WRITTEN PROBLEM 1
In the passage on the homophobia exchange, what does the writer say both views seem like?

··· QUOTED PASSAGE

It went something like this:
Righty: Homophobia is a made-up word, used to steal our right to free speech and silence people who disagree. Just because I disagree with someone’s lifestyle choices doesn’t mean I’m afraid of them. Nothing irks me more than hearing someone play the “homophobia” card! It doesn’t scare me that people are gay. It sickens me! Just like it sickens God!
Lefty: The fact that you are so angry about this tells me that you yourself are homophobic. You are afraid that the lives and views of other people will threaten your own narrow view of the world and so you just condemn them. You’re “othering” when you do that, creating a group of outsiders just like the Nazis did to the Jews and Southern sheriffs did to people of color during the ’50s.
Okay, that’s a little bit of an exaggeration, but not much. Seriously.
I have to say that both of those views seem like cartoonish nonsense to me. I do believe that homophobia is real, and that there is plenty of it out there. And I do believe it’s a bad thing for our society at large when one group of people is singled out and demonized by another group. And I do believe that it’s a bad thing for the church when one group of sinners is demonized by all the rest of the sinners. If you think like Lefty (above), you may be angrily preparing your own counter-post after reading that last sentence. Slow down and read it again. I said that we’re all sinners.

······
··· ENTRIES SUPPLIED

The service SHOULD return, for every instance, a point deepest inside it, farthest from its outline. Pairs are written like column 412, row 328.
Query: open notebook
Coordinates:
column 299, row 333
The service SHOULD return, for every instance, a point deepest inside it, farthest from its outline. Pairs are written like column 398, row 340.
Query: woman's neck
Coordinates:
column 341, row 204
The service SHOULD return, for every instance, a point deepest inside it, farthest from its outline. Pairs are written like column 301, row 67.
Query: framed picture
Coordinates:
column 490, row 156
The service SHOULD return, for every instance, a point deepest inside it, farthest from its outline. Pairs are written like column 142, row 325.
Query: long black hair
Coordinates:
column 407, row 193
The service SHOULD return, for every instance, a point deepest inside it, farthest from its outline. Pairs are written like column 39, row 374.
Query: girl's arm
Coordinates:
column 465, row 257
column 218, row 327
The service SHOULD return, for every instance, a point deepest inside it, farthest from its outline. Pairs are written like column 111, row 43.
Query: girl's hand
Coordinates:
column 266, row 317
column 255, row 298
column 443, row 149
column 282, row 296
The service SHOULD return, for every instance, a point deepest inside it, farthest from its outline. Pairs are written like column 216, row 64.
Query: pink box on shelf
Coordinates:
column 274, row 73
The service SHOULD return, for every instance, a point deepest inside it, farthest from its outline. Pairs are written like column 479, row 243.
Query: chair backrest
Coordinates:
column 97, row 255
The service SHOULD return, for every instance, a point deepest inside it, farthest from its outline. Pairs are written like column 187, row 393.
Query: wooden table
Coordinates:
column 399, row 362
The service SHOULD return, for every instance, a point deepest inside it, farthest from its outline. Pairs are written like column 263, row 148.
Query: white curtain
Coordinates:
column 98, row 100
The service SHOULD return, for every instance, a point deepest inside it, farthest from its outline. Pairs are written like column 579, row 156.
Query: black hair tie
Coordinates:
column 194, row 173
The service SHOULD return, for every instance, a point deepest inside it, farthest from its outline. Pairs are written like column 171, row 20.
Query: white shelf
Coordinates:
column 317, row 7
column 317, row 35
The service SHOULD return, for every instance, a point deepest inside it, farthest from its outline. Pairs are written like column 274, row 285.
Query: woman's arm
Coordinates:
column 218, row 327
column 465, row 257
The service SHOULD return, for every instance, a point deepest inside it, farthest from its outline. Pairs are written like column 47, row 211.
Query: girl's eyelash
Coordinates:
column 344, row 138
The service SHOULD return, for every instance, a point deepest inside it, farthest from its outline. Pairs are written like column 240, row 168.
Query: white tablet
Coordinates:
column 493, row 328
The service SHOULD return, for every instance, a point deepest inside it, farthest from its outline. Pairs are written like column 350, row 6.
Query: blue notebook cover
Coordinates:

······

WRITTEN PROBLEM 2
Retype the listing from its first line up to and including the line with "column 299, row 333".

WRITTEN REPLY 1
Cartoonish nonsense.

WRITTEN REPLY 2
The service SHOULD return, for every instance, a point deepest inside it, farthest from its outline. Pairs are written like column 412, row 328.
Query: open notebook
Coordinates:
column 299, row 333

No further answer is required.